Aim A
In the Flink CEP watermark thread, which method does Sameer suggest incrementing the watermark in?
Aim B
Continue the Flink CEP watermark thread from its last line.

Passage to read
%%

Re: Listening to timed-out patterns in Flink CEP

Posted by Sameer W <sa...@axiomine.com>.
Hi,

If you know that the events are arriving in order and a consistent lag, why
not just increment the watermark time every time the getCurrentWatermark()
method is invoked based on the autoWatermarkInterval (or less to be
conservative).

You can check if the watermark has changed since the arrival of the last
event and if not increment it in the getCurrentWatermark() method.
Otherwise the watermark will never increase until an element arrive and if
the stream partition stalls for some reason the whole pipeline freezes.

Sameer


On Tue, Oct 11, 2016 at 6:04 AM, Till Rohrmann <ti...@gmail.com>
wrote:

> Hi David,
>
> the problem is still that there is no corresponding watermark saying that
> 4 seconds have now passed. With your code, watermarks will be periodically
> emitted but the same watermark will be emitted until a new element arrives
> which will reset the watermark. Thus, the system can never know until this
> watermark is seen whether there will be an earlier event or not. I fear
> that this is a fundamental problem with stream processing.

%%

Stored records

%%

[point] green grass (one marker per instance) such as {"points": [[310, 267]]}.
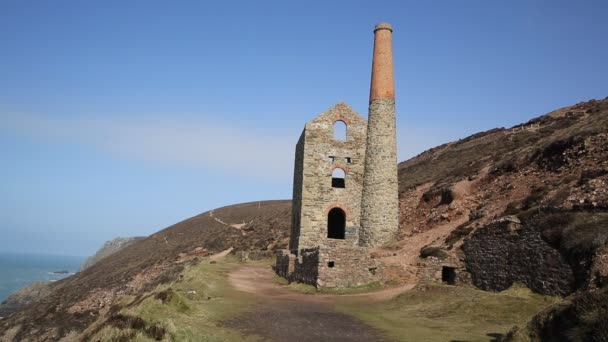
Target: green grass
{"points": [[311, 290], [444, 313], [191, 309]]}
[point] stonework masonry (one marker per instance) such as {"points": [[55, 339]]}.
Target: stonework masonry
{"points": [[317, 155], [380, 202], [334, 219]]}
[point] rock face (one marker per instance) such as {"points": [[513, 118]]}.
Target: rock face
{"points": [[505, 252], [109, 248]]}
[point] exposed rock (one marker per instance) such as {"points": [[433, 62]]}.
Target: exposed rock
{"points": [[109, 248], [25, 296]]}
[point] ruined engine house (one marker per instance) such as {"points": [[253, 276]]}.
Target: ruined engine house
{"points": [[345, 192]]}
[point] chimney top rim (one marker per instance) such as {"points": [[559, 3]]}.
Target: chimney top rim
{"points": [[383, 26]]}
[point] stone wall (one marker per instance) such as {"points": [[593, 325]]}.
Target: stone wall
{"points": [[314, 195], [432, 268], [296, 214], [380, 202], [285, 262], [340, 263], [505, 252], [306, 268], [344, 265]]}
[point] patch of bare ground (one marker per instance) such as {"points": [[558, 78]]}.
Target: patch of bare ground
{"points": [[283, 315]]}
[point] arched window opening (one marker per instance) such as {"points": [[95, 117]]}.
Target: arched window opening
{"points": [[336, 223], [338, 178], [339, 130]]}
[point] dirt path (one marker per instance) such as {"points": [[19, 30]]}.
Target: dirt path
{"points": [[285, 315]]}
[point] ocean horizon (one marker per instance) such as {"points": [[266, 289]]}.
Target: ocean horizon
{"points": [[21, 269]]}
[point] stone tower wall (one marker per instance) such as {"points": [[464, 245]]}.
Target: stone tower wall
{"points": [[380, 203], [314, 196], [298, 178]]}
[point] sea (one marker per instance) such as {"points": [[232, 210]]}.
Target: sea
{"points": [[19, 270]]}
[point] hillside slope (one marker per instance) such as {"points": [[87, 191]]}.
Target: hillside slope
{"points": [[109, 247], [77, 301], [531, 200]]}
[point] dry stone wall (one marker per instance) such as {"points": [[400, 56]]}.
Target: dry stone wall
{"points": [[343, 265], [505, 252]]}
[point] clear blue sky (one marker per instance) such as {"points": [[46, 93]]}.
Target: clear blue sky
{"points": [[119, 118]]}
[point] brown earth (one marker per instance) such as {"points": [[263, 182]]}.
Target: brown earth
{"points": [[556, 162], [282, 314]]}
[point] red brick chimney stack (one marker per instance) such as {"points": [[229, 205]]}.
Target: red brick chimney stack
{"points": [[383, 85]]}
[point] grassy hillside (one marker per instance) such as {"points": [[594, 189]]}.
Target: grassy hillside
{"points": [[78, 301], [549, 175]]}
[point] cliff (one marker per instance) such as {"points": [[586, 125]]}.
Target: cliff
{"points": [[526, 204], [108, 248]]}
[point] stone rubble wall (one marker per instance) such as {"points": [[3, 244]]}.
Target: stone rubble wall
{"points": [[505, 252], [285, 262], [431, 268], [352, 266], [380, 202], [306, 268], [313, 192], [298, 174]]}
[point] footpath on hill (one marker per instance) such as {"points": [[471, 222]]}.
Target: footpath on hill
{"points": [[285, 315]]}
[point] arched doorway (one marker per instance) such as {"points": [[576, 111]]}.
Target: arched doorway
{"points": [[336, 223], [338, 178], [339, 130]]}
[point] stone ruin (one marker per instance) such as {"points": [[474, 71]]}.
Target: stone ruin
{"points": [[345, 192]]}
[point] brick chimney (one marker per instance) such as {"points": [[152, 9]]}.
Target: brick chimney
{"points": [[379, 201], [383, 85]]}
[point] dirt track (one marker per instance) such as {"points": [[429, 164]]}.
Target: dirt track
{"points": [[285, 315]]}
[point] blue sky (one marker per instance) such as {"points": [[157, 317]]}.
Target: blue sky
{"points": [[119, 118]]}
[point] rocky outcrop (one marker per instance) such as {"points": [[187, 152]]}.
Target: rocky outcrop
{"points": [[109, 248], [25, 296]]}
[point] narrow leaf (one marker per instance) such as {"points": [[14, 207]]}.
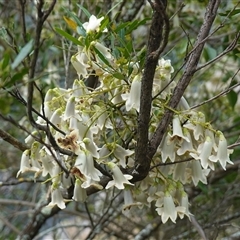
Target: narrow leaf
{"points": [[68, 36]]}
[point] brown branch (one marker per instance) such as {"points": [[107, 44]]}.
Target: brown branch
{"points": [[156, 42], [191, 66], [13, 141]]}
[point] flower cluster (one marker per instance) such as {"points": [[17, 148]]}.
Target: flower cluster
{"points": [[97, 126]]}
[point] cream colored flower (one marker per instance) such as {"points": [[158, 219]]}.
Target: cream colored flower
{"points": [[119, 179], [93, 24]]}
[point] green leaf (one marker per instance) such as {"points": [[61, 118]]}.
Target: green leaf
{"points": [[118, 75], [68, 36], [22, 54], [6, 59], [231, 13], [87, 13], [16, 77], [232, 98]]}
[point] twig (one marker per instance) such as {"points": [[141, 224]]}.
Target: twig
{"points": [[191, 66], [224, 92], [156, 42], [231, 46], [13, 141]]}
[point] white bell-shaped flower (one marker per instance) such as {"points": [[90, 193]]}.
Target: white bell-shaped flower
{"points": [[133, 98], [93, 25], [79, 193], [222, 152], [56, 198], [119, 179]]}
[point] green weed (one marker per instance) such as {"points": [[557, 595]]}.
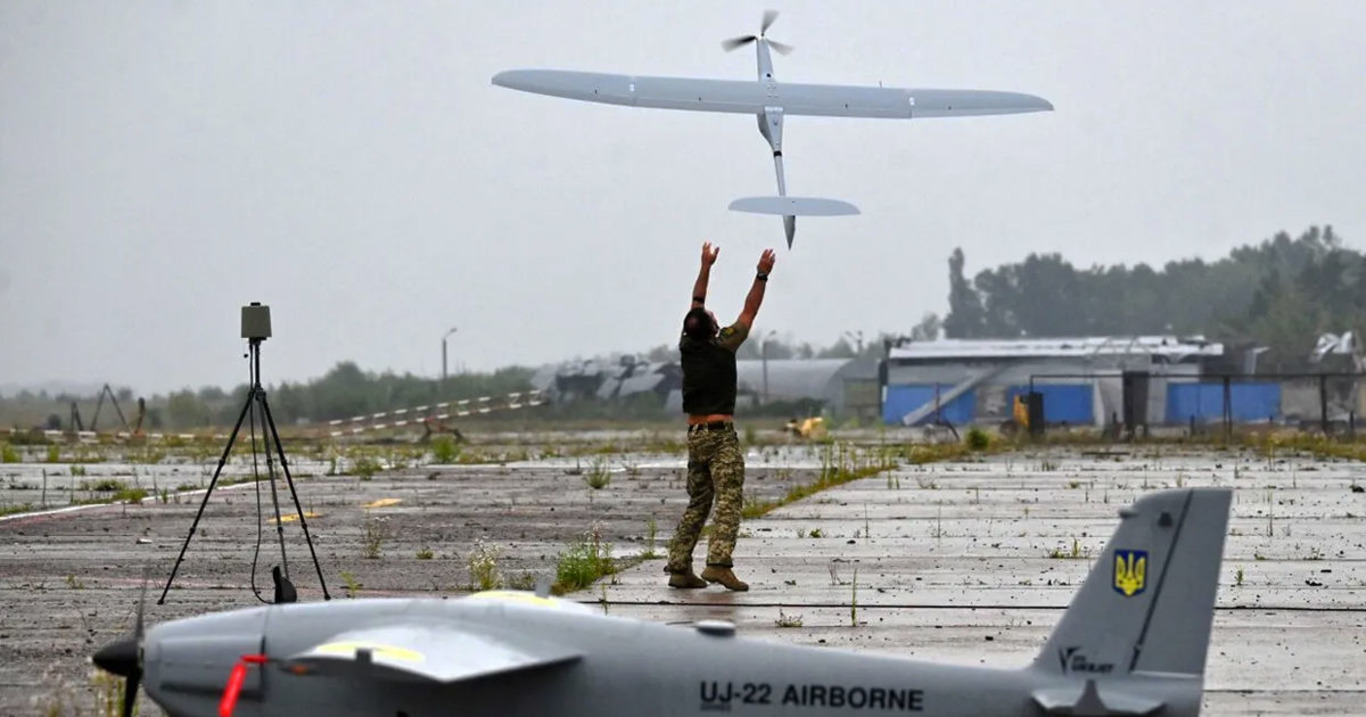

%%

Response A
The getCurrentWatermark() method.

Response B
>
> You're right that the negation operator won't solve the problem. It will
> indeed suffer from the same problem.
>
> Cheers,
> Till
>
> On Sun, Oct 9, 2016 at 7:37 PM, <lg...@yahoo.com> wrote:
>
>> >>FLINK-3320 <https://issues.apache.org/jira/browse/FLINK-3320> (CEP
>> "not" operator) does not address this because again, how would the "not
>> match" be triggered if no event at all occurs?
>>
>> Good question.
>>
>> I'm not sure whether the following will work:
>>
>> This could be done by creating a CEP matching pattern that uses both of
>> "notNext" (or "notFollowedBy") and "within" constructs. Something like this:
>>
>> Pattern<Event, ?> pattern = Pattern.<Event>begin("first")
>>     .notNext("second")
>>     .within(Time.seconds(3));
>>
>> I'm hoping Flink CEP experts (Till?) will comment on this.
>>
>> Note: I have requested these negation patterns to be implemented in Flink
>> CEP, but notNext/notFollowedBy are not yet implemented in Flink..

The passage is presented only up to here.